* _Activities_:
#1 Answer these about the account of the meeting at Osteria La Baia:
(a) In what part of Manhattan is the restaurant?
(b) Through which door did Cuomo walk in?
(c) What did Cuomo claim he was the only one able to fix?
#2 Please alter the part of the account of the meeting at Osteria La Baia that opens with the words "But pretty quickly, it" and closes with "about for months.", putting "well-liked new mayor" where "popular new mayor" stands.

* _Exercise text_:
★ ★ ★ ★ ★

I arranged for the three of us to meet the next evening at Osteria La Baia, Adams’ new favorite haunt in midtown Manhattan. The meeting was not on the mayor’s public calendar.

Adams and I got there first and settled in at a private table near the back of the restaurant where we could have some privacy. I expected Cuomo would come in through the back or side entrance to avoid making a spectacle, but he strode in through the front door, shaking hands and glad-handing as though he were still in public office.

As a student of politics, I was fascinated by the next two hours, watching these two larger-than-life men navigate this discreet meeting with their respective agendas. Adams seemed genuinely interested in Cuomo’s opinions on various topics like bail reform and how to best leverage his power with the leaders of the Legislature.

But pretty quickly, it became apparent that Cuomo was there with a different goal: He wanted to get back into the political arena, and he was hoping the popular new mayor would become a potential validator for his comeback. “(If I become governor again), I’m the only guy that can fix bail reform,” Cuomo boasted, addressing a charged topic Adams had been railing about for months.

★ ★ ★ ★ ★

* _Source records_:
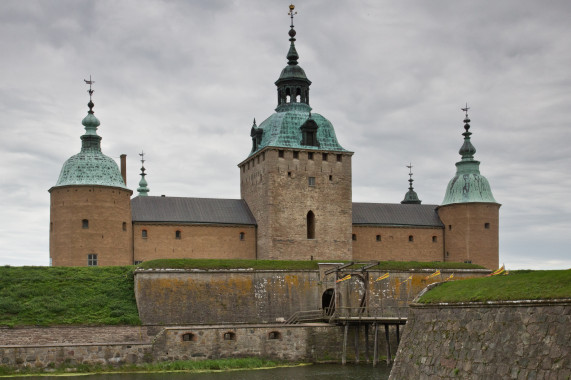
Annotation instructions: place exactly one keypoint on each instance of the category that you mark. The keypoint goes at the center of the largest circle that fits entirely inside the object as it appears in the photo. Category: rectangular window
(92, 260)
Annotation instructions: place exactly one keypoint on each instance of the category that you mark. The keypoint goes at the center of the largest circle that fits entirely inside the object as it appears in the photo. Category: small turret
(410, 197)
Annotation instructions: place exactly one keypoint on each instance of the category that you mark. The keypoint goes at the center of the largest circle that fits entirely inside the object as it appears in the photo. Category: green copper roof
(90, 166)
(282, 129)
(468, 185)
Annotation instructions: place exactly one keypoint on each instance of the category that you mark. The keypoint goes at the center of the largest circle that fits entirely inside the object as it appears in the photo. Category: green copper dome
(90, 166)
(293, 125)
(468, 185)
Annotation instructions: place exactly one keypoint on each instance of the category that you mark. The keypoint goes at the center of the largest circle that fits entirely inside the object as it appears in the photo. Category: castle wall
(171, 297)
(393, 243)
(109, 230)
(471, 233)
(194, 241)
(495, 340)
(280, 196)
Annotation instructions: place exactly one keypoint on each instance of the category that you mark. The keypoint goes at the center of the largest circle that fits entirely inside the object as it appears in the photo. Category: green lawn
(59, 296)
(289, 265)
(518, 285)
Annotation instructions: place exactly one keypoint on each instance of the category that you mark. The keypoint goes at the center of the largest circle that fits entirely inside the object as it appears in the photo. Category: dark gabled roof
(394, 214)
(191, 210)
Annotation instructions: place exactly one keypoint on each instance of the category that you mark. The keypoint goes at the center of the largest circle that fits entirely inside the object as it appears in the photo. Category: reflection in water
(318, 372)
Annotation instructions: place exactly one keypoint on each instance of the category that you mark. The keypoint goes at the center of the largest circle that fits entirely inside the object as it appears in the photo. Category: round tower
(90, 207)
(469, 212)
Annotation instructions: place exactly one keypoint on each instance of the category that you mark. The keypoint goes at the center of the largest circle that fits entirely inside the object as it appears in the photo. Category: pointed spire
(467, 150)
(410, 197)
(292, 55)
(143, 189)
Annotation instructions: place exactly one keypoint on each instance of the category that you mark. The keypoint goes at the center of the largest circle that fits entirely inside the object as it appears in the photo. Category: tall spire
(292, 55)
(410, 197)
(142, 189)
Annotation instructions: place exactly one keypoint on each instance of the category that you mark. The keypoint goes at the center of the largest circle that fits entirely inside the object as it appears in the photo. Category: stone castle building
(296, 203)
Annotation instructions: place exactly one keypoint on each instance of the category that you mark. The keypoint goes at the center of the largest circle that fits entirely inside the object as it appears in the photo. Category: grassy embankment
(290, 265)
(174, 366)
(62, 296)
(104, 295)
(517, 285)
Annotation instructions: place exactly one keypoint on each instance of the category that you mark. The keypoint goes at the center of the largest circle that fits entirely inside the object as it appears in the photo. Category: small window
(229, 336)
(188, 337)
(274, 335)
(92, 260)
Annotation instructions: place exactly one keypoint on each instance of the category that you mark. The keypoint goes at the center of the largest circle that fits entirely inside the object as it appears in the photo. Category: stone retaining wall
(495, 340)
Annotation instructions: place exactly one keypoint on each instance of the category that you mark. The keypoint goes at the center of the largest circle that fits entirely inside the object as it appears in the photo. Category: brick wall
(393, 243)
(196, 241)
(109, 233)
(471, 233)
(278, 192)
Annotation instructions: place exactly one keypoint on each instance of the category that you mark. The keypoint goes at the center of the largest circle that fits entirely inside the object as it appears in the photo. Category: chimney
(124, 168)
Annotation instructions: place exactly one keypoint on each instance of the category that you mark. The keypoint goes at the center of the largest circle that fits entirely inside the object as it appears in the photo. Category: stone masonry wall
(196, 241)
(500, 340)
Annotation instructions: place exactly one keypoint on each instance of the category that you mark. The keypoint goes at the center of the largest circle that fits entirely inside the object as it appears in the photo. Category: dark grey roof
(191, 210)
(395, 214)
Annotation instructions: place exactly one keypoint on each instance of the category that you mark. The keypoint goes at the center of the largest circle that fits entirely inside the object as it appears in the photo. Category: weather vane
(465, 109)
(291, 13)
(89, 82)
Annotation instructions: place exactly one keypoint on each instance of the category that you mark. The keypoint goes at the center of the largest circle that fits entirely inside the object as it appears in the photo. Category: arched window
(310, 225)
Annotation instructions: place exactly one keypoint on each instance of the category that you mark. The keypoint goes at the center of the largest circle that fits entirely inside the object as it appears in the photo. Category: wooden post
(344, 357)
(367, 343)
(376, 345)
(356, 344)
(388, 344)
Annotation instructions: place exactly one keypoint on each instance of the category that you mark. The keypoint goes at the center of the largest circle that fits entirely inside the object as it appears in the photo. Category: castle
(296, 203)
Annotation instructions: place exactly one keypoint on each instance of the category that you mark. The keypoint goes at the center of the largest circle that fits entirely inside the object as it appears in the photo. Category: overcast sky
(184, 79)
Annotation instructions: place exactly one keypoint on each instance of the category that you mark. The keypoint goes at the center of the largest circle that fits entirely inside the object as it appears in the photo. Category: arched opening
(328, 301)
(310, 225)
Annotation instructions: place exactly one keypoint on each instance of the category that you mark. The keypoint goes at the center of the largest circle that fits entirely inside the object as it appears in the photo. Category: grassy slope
(59, 296)
(518, 285)
(288, 265)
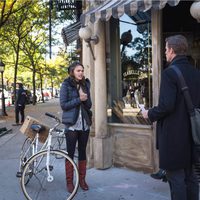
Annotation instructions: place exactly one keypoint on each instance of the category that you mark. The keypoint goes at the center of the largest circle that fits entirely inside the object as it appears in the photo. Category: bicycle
(43, 174)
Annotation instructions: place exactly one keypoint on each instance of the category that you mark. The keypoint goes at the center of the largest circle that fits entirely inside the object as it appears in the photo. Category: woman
(75, 102)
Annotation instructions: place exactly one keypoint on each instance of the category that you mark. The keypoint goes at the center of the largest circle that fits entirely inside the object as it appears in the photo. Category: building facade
(125, 72)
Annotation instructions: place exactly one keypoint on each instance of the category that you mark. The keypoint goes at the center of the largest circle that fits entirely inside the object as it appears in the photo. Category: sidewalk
(110, 184)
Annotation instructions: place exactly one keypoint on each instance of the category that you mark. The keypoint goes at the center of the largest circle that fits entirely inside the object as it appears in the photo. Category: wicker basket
(26, 130)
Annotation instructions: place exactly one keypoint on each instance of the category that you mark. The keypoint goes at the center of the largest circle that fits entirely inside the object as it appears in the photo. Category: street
(110, 184)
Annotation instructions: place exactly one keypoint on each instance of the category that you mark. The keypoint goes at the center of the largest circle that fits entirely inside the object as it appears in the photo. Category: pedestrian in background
(76, 103)
(21, 98)
(174, 135)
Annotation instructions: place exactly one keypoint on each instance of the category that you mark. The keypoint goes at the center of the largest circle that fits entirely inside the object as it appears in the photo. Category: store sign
(131, 72)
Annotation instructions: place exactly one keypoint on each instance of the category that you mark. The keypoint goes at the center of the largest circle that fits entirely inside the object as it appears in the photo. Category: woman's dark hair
(73, 66)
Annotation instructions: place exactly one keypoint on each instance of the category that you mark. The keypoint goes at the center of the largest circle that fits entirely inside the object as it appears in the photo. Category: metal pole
(3, 111)
(50, 8)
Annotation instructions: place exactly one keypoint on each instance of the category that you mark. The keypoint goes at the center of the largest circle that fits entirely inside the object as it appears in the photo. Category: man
(20, 104)
(174, 136)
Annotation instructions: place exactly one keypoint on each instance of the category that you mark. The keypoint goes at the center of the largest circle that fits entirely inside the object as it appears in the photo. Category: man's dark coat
(174, 137)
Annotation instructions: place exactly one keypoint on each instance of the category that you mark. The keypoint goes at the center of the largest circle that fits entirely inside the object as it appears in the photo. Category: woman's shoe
(161, 174)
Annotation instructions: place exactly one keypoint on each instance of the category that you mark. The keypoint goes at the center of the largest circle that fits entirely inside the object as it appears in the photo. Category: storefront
(124, 67)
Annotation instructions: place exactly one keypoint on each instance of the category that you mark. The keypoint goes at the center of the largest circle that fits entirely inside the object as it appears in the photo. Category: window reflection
(136, 74)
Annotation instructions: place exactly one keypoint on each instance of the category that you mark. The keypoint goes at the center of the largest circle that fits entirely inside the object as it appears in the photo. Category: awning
(70, 33)
(116, 8)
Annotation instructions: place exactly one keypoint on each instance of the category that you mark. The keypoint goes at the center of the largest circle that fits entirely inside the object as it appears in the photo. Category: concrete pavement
(110, 184)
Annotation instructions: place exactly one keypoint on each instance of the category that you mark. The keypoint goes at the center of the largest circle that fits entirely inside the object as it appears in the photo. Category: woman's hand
(83, 96)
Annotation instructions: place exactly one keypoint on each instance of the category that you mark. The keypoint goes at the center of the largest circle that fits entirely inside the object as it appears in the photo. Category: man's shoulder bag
(194, 116)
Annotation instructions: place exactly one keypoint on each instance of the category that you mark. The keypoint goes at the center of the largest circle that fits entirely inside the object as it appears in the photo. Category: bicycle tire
(39, 188)
(25, 154)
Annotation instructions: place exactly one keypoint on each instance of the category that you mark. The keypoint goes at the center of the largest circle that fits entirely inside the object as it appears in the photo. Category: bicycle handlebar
(52, 116)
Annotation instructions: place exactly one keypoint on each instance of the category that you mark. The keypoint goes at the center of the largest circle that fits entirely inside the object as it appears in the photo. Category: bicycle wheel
(26, 153)
(41, 186)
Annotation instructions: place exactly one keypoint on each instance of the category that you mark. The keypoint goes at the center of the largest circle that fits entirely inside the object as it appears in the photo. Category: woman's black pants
(72, 137)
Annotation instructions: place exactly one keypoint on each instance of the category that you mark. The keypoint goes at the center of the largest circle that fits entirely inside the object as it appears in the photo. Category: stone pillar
(156, 28)
(102, 141)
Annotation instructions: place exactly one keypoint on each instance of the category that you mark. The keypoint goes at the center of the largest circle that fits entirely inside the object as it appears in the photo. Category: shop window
(135, 79)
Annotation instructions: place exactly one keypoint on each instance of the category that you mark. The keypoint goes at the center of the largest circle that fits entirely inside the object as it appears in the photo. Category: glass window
(135, 71)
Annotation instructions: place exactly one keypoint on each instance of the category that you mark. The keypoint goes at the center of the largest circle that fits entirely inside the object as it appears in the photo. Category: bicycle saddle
(37, 128)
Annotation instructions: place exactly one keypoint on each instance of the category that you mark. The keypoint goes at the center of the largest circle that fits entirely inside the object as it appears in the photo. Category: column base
(102, 153)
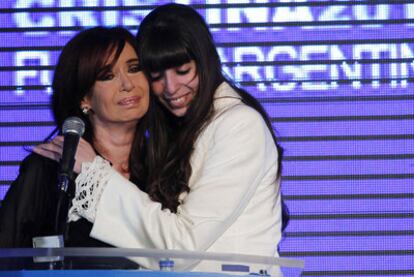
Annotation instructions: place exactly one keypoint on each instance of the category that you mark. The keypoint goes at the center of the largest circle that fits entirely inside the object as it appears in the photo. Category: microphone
(73, 128)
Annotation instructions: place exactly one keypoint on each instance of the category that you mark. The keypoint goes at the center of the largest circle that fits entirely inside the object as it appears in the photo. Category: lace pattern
(90, 185)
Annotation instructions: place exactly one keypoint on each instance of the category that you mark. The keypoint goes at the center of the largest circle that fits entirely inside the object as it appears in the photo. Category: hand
(53, 150)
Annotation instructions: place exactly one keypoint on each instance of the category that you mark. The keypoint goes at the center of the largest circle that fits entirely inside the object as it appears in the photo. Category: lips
(129, 101)
(178, 102)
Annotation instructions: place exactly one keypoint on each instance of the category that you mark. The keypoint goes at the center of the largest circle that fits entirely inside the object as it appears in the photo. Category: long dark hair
(170, 36)
(78, 67)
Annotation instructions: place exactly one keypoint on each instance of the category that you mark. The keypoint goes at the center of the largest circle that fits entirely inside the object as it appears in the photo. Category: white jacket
(233, 206)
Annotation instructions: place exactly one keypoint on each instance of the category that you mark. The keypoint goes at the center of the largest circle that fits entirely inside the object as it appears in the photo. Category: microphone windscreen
(73, 125)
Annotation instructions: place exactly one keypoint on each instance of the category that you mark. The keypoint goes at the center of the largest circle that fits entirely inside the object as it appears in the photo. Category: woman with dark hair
(213, 180)
(99, 79)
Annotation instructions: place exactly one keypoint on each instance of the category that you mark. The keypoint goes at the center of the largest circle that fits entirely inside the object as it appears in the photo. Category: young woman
(99, 79)
(213, 161)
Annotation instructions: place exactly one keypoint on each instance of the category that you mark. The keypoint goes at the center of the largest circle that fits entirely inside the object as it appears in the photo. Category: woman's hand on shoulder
(53, 150)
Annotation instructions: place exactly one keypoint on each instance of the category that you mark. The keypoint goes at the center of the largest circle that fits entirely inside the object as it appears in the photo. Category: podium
(113, 262)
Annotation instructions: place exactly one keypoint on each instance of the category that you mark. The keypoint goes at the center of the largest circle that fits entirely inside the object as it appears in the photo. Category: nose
(171, 83)
(125, 83)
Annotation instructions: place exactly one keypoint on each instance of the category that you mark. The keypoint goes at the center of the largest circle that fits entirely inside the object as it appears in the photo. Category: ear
(85, 103)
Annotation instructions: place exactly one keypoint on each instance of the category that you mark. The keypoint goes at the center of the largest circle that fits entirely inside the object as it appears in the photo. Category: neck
(114, 144)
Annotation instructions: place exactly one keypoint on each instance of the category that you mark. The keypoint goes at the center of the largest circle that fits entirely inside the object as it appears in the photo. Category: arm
(222, 187)
(28, 207)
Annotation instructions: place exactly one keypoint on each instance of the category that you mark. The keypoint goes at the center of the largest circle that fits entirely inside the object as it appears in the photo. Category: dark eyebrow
(105, 69)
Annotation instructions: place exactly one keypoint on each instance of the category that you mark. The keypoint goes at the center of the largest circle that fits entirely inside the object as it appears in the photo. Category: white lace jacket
(233, 206)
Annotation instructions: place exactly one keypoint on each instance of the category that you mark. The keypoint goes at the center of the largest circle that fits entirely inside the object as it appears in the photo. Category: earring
(85, 110)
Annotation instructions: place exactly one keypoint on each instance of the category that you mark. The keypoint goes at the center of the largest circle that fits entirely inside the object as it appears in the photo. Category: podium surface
(108, 262)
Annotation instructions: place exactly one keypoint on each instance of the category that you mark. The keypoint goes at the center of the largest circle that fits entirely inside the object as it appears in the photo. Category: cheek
(157, 88)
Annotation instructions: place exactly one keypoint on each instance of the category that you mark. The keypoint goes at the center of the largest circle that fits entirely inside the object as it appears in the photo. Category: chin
(179, 113)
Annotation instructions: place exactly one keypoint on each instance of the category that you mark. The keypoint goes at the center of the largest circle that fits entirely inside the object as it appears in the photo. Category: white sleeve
(230, 174)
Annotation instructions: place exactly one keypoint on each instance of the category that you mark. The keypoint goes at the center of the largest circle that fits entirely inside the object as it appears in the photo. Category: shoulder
(229, 107)
(37, 164)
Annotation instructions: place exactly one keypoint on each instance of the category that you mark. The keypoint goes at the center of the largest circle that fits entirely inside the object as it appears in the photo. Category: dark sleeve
(29, 207)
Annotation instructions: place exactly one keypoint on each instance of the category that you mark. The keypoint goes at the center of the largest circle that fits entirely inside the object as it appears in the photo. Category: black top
(29, 210)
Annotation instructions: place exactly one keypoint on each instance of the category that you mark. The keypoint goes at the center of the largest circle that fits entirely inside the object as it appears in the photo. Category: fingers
(84, 153)
(51, 150)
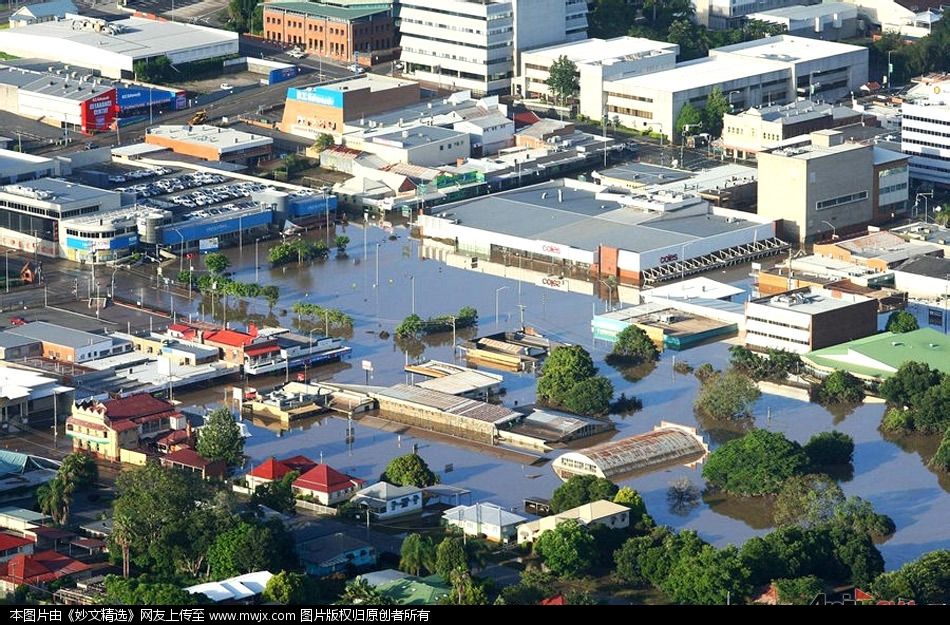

★ ★ ★ ★ ★

* _Solutions_:
#1
(a) Midtown Manhattan
(b) The front door
(c) Bail reform

#2
But pretty quickly, it became apparent that Cuomo was there with a different goal: He wanted to get back into the political arena, and he was hoping the well-liked new mayor would become a potential validator for his comeback. “(If I become governor again), I’m the only guy that can fix bail reform,” Cuomo boasted, addressing a charged topic Adams had been railing about for months.